About this task —
Scan the records below. List lines holding "background".
╭──
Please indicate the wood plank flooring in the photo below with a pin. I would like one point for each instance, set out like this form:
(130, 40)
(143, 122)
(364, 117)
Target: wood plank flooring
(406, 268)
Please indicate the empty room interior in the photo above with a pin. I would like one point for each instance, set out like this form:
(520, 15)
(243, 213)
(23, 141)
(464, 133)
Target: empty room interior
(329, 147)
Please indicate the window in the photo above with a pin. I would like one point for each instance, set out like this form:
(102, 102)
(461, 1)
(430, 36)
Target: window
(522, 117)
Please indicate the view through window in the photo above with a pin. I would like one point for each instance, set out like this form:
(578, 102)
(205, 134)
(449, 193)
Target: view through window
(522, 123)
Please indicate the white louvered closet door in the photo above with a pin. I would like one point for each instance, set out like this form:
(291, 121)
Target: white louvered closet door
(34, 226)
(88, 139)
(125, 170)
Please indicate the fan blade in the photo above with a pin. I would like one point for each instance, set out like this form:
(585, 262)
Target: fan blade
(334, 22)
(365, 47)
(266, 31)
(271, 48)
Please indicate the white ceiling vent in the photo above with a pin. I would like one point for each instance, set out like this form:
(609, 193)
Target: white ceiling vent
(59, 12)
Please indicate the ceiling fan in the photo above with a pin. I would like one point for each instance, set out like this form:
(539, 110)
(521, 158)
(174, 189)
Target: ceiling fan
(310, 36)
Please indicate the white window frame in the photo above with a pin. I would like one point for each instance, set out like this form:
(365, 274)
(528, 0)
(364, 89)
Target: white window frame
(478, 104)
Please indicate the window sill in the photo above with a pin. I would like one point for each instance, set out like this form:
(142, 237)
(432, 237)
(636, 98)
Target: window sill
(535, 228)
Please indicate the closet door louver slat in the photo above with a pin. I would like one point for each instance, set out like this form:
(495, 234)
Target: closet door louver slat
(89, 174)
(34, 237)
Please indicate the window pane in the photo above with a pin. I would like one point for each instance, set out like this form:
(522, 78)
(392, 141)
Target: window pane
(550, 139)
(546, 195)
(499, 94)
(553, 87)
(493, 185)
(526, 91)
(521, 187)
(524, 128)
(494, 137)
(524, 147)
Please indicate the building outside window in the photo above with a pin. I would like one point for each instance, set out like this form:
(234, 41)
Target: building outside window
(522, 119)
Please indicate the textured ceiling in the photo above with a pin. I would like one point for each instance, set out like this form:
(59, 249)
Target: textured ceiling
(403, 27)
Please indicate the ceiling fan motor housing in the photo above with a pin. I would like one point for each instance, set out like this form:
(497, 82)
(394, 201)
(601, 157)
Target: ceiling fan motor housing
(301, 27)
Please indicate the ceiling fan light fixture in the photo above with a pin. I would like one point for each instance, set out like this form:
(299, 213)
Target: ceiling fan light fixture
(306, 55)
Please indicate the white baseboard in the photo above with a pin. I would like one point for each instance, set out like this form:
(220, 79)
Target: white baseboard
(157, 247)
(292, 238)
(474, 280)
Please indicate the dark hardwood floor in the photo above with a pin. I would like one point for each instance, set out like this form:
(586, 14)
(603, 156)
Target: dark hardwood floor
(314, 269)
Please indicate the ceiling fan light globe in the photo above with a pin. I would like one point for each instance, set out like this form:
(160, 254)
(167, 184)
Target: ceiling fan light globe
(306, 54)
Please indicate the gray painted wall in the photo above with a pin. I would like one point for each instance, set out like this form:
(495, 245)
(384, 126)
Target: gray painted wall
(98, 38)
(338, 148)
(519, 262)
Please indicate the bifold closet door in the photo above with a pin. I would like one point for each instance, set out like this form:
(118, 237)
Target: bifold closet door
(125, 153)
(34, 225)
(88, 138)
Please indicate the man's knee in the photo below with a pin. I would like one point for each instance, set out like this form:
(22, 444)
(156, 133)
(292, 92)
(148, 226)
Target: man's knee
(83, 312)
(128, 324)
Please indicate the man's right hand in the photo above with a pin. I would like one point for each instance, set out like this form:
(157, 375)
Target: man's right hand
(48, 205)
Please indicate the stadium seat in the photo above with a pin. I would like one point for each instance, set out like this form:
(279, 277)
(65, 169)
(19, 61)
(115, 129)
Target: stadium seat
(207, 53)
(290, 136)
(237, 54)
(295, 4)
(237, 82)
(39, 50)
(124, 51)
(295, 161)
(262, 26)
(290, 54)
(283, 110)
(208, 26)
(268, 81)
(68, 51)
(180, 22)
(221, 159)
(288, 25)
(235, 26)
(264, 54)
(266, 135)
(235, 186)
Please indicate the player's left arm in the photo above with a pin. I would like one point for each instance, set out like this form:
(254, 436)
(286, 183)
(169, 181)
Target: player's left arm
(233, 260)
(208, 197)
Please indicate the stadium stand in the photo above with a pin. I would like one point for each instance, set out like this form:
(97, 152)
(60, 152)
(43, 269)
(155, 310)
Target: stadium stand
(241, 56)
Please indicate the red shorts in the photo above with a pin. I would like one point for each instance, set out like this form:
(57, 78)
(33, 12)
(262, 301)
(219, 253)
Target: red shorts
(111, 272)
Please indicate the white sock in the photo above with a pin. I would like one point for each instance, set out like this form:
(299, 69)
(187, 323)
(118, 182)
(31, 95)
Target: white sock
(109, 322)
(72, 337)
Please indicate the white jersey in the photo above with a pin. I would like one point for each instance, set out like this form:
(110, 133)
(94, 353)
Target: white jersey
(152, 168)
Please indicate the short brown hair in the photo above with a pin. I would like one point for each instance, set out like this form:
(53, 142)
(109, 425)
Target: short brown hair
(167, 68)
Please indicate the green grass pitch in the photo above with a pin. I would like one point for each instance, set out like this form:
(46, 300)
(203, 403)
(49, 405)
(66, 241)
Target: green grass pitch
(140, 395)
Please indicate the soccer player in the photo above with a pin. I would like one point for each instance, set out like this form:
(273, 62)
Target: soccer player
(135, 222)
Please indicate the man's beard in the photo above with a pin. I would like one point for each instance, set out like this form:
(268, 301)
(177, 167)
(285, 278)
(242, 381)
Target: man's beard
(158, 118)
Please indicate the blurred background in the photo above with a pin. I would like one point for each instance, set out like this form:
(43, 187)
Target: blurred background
╰──
Task output —
Please indicate the blurred background in the photo above with a pin. I would like one point for each instance, set out like this form:
Target: blurred background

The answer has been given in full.